[Collected data entries]
+---+
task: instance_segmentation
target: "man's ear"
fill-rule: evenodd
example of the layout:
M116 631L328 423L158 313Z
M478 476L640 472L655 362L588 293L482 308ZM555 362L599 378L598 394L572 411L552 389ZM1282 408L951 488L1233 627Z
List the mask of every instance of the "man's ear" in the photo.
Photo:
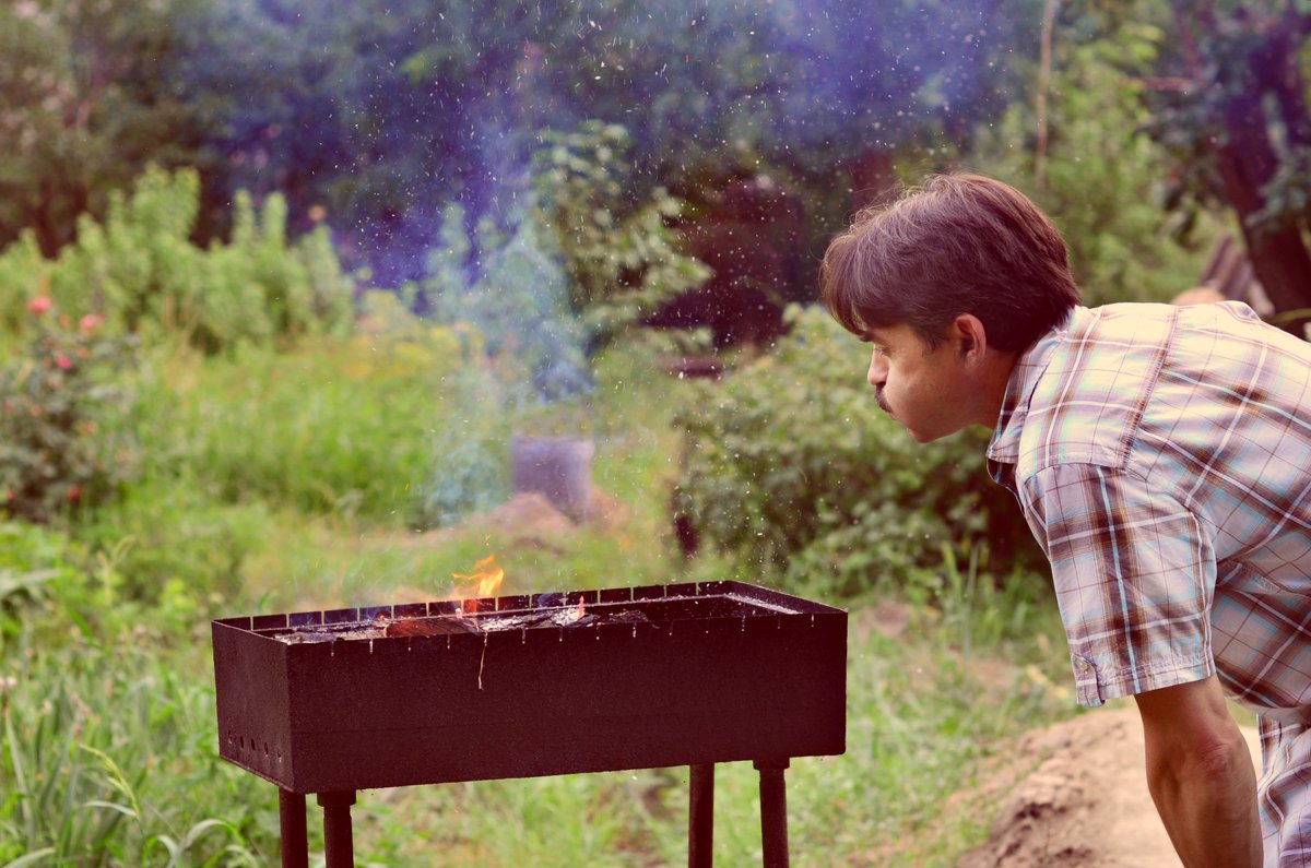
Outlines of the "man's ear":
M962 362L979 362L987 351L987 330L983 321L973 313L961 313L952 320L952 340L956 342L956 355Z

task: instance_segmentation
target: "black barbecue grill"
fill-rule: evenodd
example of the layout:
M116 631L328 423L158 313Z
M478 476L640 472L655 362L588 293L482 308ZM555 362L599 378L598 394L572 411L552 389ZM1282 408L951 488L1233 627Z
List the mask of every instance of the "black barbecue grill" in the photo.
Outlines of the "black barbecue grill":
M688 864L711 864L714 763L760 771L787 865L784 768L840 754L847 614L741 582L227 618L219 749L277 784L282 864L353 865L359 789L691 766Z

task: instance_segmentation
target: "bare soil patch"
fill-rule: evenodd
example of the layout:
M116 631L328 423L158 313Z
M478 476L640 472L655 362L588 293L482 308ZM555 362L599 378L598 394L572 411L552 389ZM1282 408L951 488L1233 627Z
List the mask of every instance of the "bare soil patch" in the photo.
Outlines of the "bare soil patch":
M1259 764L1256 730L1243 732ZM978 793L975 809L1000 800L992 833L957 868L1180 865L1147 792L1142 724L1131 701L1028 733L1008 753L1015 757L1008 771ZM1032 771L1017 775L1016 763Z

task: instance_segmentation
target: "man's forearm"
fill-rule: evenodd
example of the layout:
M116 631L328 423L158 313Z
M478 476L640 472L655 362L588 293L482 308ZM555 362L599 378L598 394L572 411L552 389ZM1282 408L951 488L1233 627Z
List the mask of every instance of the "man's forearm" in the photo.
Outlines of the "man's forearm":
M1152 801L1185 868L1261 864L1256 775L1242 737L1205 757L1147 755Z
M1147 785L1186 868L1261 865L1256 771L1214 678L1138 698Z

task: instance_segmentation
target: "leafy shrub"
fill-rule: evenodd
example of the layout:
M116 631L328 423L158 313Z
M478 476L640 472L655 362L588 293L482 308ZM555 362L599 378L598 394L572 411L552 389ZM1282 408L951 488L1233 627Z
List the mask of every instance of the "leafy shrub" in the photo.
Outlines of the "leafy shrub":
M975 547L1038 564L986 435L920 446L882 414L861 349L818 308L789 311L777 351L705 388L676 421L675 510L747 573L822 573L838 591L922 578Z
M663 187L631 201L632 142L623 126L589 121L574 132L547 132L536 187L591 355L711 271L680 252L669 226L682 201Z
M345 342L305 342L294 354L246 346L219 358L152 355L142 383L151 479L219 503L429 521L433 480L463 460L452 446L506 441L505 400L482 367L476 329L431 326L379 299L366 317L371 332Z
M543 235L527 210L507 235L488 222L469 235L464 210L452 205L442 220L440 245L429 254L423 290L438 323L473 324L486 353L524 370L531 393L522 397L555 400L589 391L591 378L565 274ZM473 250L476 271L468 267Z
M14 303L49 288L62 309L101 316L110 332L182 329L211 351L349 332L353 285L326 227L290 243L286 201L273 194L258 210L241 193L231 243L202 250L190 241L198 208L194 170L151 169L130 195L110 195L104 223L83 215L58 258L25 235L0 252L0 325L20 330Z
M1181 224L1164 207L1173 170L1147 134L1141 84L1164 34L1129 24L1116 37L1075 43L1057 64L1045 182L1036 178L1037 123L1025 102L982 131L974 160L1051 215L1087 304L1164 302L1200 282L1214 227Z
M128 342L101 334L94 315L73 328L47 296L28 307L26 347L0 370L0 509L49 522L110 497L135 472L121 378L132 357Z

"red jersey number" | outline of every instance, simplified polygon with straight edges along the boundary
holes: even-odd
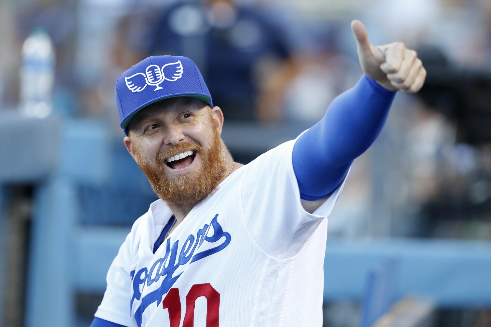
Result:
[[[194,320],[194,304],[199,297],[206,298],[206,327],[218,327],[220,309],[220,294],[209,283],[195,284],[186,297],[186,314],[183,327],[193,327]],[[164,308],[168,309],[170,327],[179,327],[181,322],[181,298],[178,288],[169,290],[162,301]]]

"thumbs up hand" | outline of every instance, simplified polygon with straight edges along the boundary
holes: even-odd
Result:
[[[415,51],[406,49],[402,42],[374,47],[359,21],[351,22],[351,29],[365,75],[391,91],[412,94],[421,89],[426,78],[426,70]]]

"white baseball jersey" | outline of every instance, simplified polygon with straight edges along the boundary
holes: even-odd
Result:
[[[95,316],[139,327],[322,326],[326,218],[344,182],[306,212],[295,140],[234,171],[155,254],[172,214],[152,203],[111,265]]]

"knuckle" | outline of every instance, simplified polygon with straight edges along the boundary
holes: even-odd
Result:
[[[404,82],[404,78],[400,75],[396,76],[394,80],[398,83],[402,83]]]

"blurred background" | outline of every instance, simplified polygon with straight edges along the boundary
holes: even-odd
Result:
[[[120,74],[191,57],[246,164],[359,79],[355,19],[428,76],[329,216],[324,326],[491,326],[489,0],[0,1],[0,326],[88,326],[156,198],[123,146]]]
+---+
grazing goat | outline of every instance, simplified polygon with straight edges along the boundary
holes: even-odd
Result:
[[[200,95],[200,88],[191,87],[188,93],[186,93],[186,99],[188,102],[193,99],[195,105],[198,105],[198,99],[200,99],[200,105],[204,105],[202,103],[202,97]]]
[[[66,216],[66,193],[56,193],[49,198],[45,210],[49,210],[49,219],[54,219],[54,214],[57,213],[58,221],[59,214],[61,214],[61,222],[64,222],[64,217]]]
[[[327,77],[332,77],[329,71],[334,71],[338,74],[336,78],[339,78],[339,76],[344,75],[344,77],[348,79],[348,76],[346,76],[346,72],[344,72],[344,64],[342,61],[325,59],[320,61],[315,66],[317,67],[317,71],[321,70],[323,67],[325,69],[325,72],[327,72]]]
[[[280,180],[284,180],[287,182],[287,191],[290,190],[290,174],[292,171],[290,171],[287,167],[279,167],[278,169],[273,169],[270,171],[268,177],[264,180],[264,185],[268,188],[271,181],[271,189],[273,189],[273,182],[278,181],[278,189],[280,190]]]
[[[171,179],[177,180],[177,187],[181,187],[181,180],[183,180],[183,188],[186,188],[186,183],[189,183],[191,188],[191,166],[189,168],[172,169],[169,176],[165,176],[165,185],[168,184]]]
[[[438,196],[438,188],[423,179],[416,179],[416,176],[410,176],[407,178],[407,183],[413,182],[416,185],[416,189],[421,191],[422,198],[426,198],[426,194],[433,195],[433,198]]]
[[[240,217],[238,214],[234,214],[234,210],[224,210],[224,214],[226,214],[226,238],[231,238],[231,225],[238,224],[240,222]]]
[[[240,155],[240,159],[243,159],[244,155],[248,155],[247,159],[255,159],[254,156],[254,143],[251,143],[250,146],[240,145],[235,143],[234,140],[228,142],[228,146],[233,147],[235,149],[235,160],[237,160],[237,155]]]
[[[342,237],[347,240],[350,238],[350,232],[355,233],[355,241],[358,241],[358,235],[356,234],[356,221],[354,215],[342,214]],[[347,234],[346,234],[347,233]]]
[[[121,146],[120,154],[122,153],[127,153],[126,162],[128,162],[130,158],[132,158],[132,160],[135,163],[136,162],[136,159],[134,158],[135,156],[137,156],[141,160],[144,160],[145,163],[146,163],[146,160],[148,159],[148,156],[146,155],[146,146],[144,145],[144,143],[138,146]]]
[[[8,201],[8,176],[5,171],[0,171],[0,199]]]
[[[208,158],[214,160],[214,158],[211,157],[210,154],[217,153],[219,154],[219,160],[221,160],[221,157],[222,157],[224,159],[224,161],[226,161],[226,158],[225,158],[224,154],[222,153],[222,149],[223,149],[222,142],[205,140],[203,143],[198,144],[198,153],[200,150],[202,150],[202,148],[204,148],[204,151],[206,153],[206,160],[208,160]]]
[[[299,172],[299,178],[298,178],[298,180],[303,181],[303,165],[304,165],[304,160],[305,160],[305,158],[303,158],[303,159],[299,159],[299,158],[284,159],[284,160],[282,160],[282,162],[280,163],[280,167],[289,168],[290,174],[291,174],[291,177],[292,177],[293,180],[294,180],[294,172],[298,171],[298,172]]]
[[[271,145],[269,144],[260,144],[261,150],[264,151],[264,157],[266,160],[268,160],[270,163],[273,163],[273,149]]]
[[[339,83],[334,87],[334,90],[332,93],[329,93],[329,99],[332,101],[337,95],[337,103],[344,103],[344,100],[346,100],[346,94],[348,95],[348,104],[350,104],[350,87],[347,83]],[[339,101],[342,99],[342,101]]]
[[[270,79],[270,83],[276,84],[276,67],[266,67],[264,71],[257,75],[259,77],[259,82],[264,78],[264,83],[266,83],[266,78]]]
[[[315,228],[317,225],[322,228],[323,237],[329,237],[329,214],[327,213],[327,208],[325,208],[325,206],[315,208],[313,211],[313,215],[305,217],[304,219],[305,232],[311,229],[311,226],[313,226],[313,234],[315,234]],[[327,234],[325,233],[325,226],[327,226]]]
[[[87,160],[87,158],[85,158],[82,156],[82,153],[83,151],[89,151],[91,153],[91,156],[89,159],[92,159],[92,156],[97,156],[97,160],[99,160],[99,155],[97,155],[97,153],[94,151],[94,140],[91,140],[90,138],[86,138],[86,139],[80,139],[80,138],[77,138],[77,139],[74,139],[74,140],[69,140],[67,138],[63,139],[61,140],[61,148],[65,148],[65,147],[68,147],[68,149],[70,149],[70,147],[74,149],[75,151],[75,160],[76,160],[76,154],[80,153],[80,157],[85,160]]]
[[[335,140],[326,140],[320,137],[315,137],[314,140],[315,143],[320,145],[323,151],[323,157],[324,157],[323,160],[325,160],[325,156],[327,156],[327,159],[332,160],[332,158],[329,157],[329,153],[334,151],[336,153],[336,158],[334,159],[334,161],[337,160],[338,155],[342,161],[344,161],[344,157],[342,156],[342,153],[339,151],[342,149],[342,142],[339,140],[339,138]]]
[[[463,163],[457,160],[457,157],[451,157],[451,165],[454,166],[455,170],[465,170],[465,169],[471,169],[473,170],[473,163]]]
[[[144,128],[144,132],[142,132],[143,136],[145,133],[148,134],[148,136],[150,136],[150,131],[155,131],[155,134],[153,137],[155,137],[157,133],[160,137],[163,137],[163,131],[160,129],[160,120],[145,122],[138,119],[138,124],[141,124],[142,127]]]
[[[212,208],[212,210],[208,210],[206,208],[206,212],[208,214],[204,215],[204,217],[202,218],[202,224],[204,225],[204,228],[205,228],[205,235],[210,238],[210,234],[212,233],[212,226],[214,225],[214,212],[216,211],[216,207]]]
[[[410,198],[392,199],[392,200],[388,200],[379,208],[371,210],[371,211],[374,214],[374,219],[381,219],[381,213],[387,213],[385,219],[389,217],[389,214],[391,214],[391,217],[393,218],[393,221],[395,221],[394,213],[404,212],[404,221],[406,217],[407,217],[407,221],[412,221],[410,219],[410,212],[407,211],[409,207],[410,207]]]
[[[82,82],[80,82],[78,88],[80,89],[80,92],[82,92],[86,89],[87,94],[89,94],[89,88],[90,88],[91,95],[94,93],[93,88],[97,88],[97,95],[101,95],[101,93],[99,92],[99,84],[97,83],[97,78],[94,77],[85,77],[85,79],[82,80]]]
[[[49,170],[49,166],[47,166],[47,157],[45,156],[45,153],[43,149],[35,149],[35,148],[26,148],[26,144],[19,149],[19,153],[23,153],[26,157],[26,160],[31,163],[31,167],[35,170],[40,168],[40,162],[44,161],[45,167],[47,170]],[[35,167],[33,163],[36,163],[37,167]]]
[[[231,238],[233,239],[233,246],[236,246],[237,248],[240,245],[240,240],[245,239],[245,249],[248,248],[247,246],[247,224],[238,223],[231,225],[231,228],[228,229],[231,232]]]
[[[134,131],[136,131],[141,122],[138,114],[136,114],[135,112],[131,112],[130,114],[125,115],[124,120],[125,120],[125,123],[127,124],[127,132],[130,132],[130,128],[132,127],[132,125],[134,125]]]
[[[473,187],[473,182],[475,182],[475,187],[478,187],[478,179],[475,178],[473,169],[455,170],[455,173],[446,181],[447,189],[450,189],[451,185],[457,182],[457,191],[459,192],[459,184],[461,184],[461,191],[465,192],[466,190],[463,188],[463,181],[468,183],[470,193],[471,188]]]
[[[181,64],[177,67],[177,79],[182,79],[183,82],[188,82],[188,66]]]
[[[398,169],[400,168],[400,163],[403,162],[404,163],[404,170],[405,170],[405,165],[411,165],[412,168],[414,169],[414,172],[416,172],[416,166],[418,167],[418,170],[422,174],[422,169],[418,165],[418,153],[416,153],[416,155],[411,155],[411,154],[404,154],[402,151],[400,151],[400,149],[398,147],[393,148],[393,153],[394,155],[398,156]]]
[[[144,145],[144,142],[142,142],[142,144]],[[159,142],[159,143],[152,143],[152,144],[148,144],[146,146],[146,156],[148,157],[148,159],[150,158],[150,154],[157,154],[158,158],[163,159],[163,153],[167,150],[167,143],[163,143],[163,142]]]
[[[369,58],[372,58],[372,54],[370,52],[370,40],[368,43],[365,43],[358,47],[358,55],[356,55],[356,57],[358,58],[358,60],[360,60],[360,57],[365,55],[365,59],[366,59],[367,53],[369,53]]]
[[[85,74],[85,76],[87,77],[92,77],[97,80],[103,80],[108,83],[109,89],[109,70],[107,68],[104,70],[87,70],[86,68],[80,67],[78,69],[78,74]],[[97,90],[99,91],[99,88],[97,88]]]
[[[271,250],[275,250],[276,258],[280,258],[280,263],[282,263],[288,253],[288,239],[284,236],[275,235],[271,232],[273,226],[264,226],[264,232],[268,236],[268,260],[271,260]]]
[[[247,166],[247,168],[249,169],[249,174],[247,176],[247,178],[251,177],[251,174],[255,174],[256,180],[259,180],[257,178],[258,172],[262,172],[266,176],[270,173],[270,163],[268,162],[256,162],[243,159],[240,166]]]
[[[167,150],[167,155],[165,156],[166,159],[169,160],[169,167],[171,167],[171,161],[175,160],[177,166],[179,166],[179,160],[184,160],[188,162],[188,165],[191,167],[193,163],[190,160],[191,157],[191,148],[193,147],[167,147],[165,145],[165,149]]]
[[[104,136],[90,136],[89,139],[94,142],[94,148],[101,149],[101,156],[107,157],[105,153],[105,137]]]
+---+
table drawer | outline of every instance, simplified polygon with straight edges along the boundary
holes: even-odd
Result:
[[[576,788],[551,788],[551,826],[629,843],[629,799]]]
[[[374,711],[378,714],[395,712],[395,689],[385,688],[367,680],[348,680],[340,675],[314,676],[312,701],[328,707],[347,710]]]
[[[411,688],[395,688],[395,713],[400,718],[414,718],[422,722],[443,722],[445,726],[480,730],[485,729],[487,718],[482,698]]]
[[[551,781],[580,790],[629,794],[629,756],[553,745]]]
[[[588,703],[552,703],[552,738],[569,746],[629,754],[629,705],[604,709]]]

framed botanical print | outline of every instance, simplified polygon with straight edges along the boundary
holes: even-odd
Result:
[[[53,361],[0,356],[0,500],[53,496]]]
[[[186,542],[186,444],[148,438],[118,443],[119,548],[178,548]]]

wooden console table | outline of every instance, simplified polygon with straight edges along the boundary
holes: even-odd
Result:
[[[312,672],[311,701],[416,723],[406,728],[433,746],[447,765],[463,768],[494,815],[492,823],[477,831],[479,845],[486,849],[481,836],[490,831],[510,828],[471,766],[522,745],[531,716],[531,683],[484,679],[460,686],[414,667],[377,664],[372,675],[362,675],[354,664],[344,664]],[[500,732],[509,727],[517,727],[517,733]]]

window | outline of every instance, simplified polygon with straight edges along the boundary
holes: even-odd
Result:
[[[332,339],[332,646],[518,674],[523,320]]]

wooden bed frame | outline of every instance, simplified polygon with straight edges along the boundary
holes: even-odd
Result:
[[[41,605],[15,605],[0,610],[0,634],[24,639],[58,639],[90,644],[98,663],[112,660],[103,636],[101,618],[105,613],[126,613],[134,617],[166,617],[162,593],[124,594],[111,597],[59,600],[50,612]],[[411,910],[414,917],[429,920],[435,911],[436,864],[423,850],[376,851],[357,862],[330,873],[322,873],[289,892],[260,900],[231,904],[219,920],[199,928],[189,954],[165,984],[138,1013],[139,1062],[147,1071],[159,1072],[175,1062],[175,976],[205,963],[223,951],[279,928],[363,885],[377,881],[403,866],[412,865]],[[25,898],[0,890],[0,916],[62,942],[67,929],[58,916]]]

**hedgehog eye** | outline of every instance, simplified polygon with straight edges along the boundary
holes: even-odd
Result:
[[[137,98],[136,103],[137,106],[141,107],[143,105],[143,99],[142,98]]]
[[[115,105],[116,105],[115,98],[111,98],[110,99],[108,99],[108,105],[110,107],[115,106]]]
+---+
[THE PROBLEM]:
Pick out and copy every line above that contains the string "target", treating uppercase and lowercase letters as different.

[EXERCISE RESPONSE]:
target: "man's ear"
target: "black barbecue grill"
target: "bare soil patch"
target: "man's forearm"
target: "leafy shrub"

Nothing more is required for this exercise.